*** Begin section ***

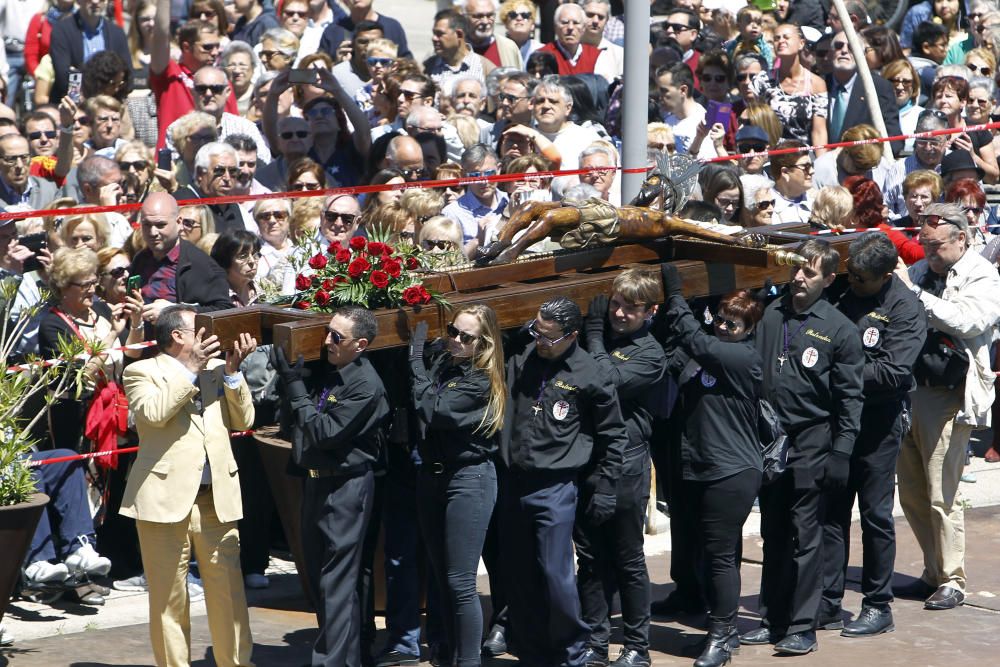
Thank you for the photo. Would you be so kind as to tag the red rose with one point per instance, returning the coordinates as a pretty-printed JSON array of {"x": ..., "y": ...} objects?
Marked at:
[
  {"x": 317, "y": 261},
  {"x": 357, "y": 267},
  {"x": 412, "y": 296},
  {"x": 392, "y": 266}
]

*** End section ***

**Exercise:** Everything in the material except the pictures should be restated word for word.

**Answer to the exercise:**
Thank you for the photo. Would you be so kind as to tag the red rose with one point per instance, returning the coordinates as a pretty-printed JSON array of {"x": ..., "y": ...} objects?
Marked at:
[
  {"x": 317, "y": 261},
  {"x": 357, "y": 267},
  {"x": 412, "y": 296},
  {"x": 392, "y": 266}
]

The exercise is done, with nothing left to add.